A recent study designed by New York University and published by the Journal of Medical Internet Research exposed the consumer perspective of health app use in the U.S. More than 1,600 mobile phone users were surveyed, assessing sociodemographic characteristics, health app history and reasons for use and the status of their overall health.
Consumers want access to health records and physicians, to “more accurately communicate and monitor their health.” But product sophistication and an accurate understanding of consumer profiles limit capability.
More than half of mobile users have downloaded mobile health apps, with the majority seeking fitness and nutrition goals. However, while mobile health app usage is extensive throughout the population and increasing in popularity, there are a vast number of people not engaged. Even more stop using them.
One of the biggest survery trends was improved communication with healthcare providers; 57 percent of respondents were interested in apps capable of making an appointment or directly connecting to physicians. More than 60 percent wanted an app to access their medical records.
“The potential in this use of apps is great, and healthcare systems must embrace this technology and work through privacy and regulatory barriers to supply the services that patients are already requesting,” the report states.
One major barrier is that healthcare professionals aren’t involved with the design of the majority of health apps. In fact, 1/5 of health apps merely provide information with limited functionality. Also the data revealed app developers need to enforce clinical trials to test effectiveness, which will expand the appeal and reach. Additionally, there need to be cost reductions – a major consumer concern.

Material supplied:
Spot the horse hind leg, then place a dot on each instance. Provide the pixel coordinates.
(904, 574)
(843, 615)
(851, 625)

--

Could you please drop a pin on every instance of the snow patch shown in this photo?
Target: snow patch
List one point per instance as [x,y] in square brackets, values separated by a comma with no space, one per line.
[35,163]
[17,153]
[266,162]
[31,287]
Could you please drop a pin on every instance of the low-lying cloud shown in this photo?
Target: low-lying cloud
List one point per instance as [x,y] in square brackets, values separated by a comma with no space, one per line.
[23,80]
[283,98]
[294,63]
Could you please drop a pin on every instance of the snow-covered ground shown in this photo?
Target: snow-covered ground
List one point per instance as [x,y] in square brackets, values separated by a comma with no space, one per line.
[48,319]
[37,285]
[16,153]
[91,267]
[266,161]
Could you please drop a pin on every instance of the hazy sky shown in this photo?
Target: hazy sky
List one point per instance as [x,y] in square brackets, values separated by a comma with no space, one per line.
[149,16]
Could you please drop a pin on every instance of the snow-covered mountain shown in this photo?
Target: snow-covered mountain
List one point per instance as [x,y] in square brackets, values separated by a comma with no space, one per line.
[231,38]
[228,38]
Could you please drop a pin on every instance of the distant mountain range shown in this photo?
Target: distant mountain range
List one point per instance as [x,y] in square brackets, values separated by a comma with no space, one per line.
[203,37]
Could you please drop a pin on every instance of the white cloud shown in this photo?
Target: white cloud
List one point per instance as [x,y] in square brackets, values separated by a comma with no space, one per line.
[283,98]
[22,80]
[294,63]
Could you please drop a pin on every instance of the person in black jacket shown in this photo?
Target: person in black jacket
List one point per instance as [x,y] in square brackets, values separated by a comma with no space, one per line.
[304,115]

Work instructions: From the article on health app use above, pull out the passage that begins at "Consumers want access" and ends after "stop using them.".

Exercise result:
Consumers want access to health records and physicians, to “more accurately communicate and monitor their health.” But product sophistication and an accurate understanding of consumer profiles limit capability.
More than half of mobile users have downloaded mobile health apps, with the majority seeking fitness and nutrition goals. However, while mobile health app usage is extensive throughout the population and increasing in popularity, there are a vast number of people not engaged. Even more stop using them.